* [SELECTED PASSAGE]
Re: "Racial" medicine



In message <e3isv0$gi1$1@xxxxxxxxxxxxxxxxxxxx>, David Canzi -- non-mailable <dmcanzi@xxxxxxxxxxxxxxxxxxxxxxxx> writes

John Wilkins said this: "Race is not geographical variation of human subpopulations. It is a social construct based on a social context."

But what he says race isn't -- geographical variation of human subpopulations -- is exactly what I have long understood the word "race" to mean, and it would not have occurred to me that most people who use that word mean something else by it.

So what do most average ordinary people mean when they use the word "race"? What is the nature of this social construct John Wilkins speaks of?

* [Free-text object descriptions]
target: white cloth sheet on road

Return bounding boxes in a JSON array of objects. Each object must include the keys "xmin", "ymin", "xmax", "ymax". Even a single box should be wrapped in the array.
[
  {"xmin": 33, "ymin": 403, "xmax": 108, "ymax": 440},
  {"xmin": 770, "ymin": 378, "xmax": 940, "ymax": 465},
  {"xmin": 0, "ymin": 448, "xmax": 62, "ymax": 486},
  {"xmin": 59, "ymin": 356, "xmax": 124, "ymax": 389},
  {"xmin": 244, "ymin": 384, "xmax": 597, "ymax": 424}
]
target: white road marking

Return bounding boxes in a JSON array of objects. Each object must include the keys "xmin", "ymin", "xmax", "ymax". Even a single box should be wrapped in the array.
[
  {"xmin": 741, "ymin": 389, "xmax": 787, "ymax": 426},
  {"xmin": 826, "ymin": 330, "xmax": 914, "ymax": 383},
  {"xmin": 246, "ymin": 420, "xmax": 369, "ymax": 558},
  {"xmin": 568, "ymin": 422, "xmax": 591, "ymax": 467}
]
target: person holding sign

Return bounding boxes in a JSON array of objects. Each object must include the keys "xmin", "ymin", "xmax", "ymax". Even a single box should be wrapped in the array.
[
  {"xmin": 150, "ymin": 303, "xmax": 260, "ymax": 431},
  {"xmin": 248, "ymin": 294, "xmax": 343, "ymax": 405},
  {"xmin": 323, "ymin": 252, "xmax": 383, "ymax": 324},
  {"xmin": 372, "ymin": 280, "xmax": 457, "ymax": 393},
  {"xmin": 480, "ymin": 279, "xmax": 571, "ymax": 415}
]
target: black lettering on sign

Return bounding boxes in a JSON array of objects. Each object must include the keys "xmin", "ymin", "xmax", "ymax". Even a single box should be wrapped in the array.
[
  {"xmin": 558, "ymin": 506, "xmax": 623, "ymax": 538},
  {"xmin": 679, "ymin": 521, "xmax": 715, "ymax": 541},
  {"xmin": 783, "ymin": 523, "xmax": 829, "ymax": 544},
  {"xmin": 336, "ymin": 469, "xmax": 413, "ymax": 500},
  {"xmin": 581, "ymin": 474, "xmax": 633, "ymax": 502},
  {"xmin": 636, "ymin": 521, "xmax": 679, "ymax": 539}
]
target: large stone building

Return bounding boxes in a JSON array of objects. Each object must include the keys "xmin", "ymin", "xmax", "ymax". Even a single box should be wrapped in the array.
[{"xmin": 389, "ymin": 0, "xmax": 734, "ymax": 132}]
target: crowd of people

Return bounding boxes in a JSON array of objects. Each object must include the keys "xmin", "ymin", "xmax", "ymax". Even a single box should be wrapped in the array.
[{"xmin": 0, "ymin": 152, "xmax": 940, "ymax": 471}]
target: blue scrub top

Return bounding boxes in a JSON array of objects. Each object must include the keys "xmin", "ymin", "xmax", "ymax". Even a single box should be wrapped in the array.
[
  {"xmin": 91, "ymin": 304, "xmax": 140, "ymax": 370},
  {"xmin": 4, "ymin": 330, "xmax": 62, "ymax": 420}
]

* [ACTIVITIES]
A. List, in order, every passage that the forum post on racial medicine places inside double quotation marks.
B. Copy the part of the forum post on racial medicine that opens with the words containing "In message <e3isv0$gi1$1@xxxxxxxxxxxxxxxxxxxx>, David" and closes with "Wilkins speaks of?", renaming "the word" as "the term" each time it occurs.

* [TASK-BY-TASK RESULTS]
A.
1. "Racial"
2. "Race is not geographical variation of human subpopulations. It is a social construct based on a social context."
3. "race" (in the sentence beginning "But what he says")
4. "race" (in the sentence beginning "So what do most")

B.
In message <e3isv0$gi1$1@xxxxxxxxxxxxxxxxxxxx>, David Canzi -- non-mailable <dmcanzi@xxxxxxxxxxxxxxxxxxxxxxxx> writes

John Wilkins said this: "Race is not geographical variation of human subpopulations. It is a social construct based on a social context."

But what he says race isn't -- geographical variation of human subpopulations -- is exactly what I have long understood the term "race" to mean, and it would not have occurred to me that most people who use that word mean something else by it.

So what do most average ordinary people mean when they use the term "race"? What is the nature of this social construct John Wilkins speaks of?